→ **PEDIDO A**
Extraia da listagem todas as linhas que contenham a palavra "plume", tendo em conta a distinção entre maiúsculas e minúsculas.

→ **EXCERTO PARA LEITURA**
▶

Não tem sido nada fácil. Os últimos dois anos — desde o referendo na Escócia — foram muito dececionantes, mas acho que o sentimento mudou e a maior parte dos escoceses apoia agora a independência. Parece quase inevitável agora.
E a trapalhada do Brexit pode ter ajudado a cimentar essa ideia.
Sim. Definitivamente, tudo mostra que foi um grande erro e as pessoas começam a aperceber-se disso. Não foram os escoceses que erraram, mas são os escoceses que têm de viver com as consequências. Acho que isso acordou muita gente.
Além de tudo o resto, as digressões na Europa podem tornar-se mais complicadas. Isso preocupa-te?
Não me preocupo muito connosco porque somos uma banda estabelecida, mas acho que pode ser um problema para artistas mais jovens que estão a começar. Estou mais zangado do que preocupado com isso.
Este disco pode ser uma panaceia para esse ou outros sentimentos negativos. O álbum pode ser terapêutico em tempos de confinamento?
Sim. Acho que é importante. A música é um refúgio para as pessoas, e estamos numa altura muito complicada, em que a vida das pessoas é muito difícil. É por isso que fazemos música, para de alguma forma podermos ajudar quem precisa.

◀

→ **ENTRADAS DE DADOS**

▶

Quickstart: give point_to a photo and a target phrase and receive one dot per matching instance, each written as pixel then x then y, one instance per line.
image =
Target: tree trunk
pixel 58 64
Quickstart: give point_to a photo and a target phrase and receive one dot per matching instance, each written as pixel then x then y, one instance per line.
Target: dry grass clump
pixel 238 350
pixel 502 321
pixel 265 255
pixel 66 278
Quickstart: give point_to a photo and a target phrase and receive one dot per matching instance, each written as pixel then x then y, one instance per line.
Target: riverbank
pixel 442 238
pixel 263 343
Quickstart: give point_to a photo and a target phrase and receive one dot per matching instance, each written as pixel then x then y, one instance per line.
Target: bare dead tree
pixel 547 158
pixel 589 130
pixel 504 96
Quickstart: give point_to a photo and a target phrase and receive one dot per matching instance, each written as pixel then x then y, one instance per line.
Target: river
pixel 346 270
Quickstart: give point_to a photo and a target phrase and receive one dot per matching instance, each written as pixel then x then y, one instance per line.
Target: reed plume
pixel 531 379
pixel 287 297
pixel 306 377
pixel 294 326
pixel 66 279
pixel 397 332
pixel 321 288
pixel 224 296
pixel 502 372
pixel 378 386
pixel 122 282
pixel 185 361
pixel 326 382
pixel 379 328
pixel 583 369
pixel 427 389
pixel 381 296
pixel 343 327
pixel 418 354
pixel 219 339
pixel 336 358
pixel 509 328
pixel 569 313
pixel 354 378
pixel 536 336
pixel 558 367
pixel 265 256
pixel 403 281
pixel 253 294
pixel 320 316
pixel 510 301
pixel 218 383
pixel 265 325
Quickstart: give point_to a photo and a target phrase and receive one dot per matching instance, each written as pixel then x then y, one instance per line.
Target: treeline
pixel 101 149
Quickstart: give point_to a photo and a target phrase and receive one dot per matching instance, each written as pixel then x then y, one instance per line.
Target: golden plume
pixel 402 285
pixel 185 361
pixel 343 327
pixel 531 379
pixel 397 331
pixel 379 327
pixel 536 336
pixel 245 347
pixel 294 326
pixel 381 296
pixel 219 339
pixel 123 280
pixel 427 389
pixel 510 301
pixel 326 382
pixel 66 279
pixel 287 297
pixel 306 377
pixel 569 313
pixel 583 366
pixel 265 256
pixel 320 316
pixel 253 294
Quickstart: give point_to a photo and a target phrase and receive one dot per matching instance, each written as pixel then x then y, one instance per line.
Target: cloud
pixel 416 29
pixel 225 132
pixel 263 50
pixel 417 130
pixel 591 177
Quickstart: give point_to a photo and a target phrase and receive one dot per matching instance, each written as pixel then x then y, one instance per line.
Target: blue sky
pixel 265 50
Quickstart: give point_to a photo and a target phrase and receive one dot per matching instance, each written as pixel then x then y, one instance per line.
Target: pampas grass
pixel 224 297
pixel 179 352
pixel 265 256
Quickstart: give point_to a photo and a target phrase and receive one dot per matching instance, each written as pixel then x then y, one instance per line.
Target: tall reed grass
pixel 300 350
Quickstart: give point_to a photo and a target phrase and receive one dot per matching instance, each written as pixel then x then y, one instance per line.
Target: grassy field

◀

→ **PEDIDO B**
Cite, tal como figura na entrevista, o trecho que vai de "Este disco pode" até "ajudar quem precisa.".

→ **SOLUÇÃO ESCRITA A**
Target: reed plume
Target: golden plume

→ **SOLUÇÃO ESCRITA B**
Este disco pode ser uma panaceia para esse ou outros sentimentos negativos. O álbum pode ser terapêutico em tempos de confinamento?
Sim. Acho que é importante. A música é um refúgio para as pessoas, e estamos numa altura muito complicada, em que a vida das pessoas é muito difícil. É por isso que fazemos música, para de alguma forma podermos ajudar quem precisa.